▶ [The problem]
Reproduce all of the material below line for line, changing nothing.

(Some records)

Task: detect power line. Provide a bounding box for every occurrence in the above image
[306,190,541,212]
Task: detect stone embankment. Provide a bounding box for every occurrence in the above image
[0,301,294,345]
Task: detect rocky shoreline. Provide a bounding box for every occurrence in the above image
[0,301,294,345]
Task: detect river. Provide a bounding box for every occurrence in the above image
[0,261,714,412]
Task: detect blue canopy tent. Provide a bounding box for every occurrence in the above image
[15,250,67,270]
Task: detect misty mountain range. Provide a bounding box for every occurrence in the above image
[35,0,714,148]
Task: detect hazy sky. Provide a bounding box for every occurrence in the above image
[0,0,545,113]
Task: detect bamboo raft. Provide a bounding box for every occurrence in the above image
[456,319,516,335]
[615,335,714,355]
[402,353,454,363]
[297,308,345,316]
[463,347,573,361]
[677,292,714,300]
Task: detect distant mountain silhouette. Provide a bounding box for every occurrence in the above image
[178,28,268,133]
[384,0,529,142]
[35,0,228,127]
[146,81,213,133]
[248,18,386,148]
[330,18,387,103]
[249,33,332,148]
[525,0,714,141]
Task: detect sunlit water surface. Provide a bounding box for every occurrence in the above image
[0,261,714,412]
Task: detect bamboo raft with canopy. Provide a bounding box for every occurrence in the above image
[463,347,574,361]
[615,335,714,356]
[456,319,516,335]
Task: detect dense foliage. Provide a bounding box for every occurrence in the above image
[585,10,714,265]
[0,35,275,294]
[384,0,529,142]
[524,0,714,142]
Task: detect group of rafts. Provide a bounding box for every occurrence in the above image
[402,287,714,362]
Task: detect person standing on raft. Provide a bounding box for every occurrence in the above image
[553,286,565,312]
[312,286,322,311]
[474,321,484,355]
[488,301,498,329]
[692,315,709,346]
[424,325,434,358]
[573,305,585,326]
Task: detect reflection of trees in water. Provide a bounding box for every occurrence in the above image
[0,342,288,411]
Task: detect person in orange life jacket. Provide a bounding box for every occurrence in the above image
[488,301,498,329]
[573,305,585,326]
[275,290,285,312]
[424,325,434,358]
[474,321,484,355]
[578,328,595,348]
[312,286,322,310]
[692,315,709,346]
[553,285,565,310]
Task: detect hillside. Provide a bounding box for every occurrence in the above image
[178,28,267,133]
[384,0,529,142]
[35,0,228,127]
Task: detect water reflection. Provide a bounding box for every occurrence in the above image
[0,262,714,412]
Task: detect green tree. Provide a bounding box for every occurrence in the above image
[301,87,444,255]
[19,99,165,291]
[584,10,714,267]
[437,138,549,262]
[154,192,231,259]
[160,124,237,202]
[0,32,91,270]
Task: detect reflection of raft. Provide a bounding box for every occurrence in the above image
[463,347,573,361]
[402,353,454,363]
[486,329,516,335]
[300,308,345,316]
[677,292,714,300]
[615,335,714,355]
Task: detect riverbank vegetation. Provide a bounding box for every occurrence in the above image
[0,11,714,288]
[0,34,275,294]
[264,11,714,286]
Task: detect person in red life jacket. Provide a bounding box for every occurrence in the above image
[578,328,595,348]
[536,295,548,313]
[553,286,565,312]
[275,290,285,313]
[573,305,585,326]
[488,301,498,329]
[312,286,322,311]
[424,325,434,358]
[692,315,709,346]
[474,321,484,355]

▶ [The answer]
Task: detect power line. Provide a bounding box for every occurrence in the above image
[306,190,541,212]
Task: detect stone embankment. Provide a bounding box for every occurrence in the above image
[0,301,294,345]
Task: detect rocky shoreline. Provide a bounding box for every occurrence in the above image
[0,301,294,345]
Task: detect river. Provide a bounding box for every occurrence in the above image
[0,261,714,412]
Task: detect blue canopy tent. Provide a bounding box for every occurrence in the above image
[15,250,67,270]
Task: detect misty mountain range. Provide a bounding box for every occurrence in the above image
[35,0,714,148]
Task: detect hazy sky. Provide a bounding box for every occurrence in the above image
[0,0,545,113]
Task: detect bamboo raft. Provide a bounding box for every occurrence in the above image
[456,319,516,335]
[615,335,714,355]
[402,353,454,363]
[297,308,345,316]
[463,347,573,361]
[677,292,714,300]
Task: detect distant mountain silhouette. Provide a bounding box for every occurrence in the above image
[178,28,268,133]
[384,0,529,142]
[35,0,228,127]
[146,81,213,133]
[248,18,386,148]
[330,18,387,103]
[249,33,332,148]
[525,0,714,141]
Task: detect sunlit water surface. Provide a bounding box for every occurrence in the above image
[0,261,714,412]
Task: detect bamboo raft with canopy. Provide a bounding box for every occurrence in the above image
[463,347,574,361]
[615,335,714,356]
[456,319,516,335]
Task: detect dense foliage. Provide a bounding box for every occurrence in the above image
[585,10,714,265]
[0,35,275,294]
[384,0,529,142]
[524,0,714,142]
Task: detect group of rafts. Provide a bounding box for every occurrence in the above image
[402,287,714,362]
Task: detect person standing on raft. Provide a bounding box for every occurrence in the above image
[553,286,565,312]
[312,286,322,311]
[474,321,484,355]
[488,301,498,329]
[692,315,709,346]
[424,325,434,358]
[573,305,585,326]
Task: detect reflection of trees in water. Provide a bounding box for every occurrence in the above image
[0,342,288,411]
Task: detect person in orange life jacket. Provide a bounding box for every occurrence in the above image
[488,301,498,329]
[573,305,585,326]
[275,290,285,312]
[424,325,434,358]
[474,321,484,355]
[578,328,595,348]
[312,286,322,310]
[692,315,709,346]
[553,285,565,310]
Task: detect hillside. Provide a bounding box for every occurrence in the above image
[178,28,267,133]
[384,0,529,142]
[35,0,228,127]
Task: detect water reflection. Provide a bounding box for every occurrence in the above image
[0,262,714,412]
Task: detect green tree. Provide a bounding box for every occurrence in the above image
[301,87,444,255]
[19,99,165,291]
[584,10,714,267]
[437,138,549,262]
[154,192,231,259]
[160,124,237,202]
[0,32,91,270]
Task: detect reflection of raft. Provide a bounding box for every occurrence in the above image
[463,347,573,361]
[402,353,454,363]
[486,329,516,335]
[300,308,345,316]
[677,292,714,300]
[615,335,714,355]
Task: detect riverbank vegetation. Provide a bounding box for every occurrence in the above image
[0,11,714,288]
[0,34,275,294]
[264,11,714,286]
Task: detect person in red life jacket. Provide a bounding box for every occurrence in the above image
[578,328,595,348]
[536,295,548,313]
[553,286,565,312]
[275,290,285,313]
[573,305,585,326]
[488,301,498,329]
[312,286,322,311]
[424,325,434,358]
[692,315,709,346]
[474,321,484,355]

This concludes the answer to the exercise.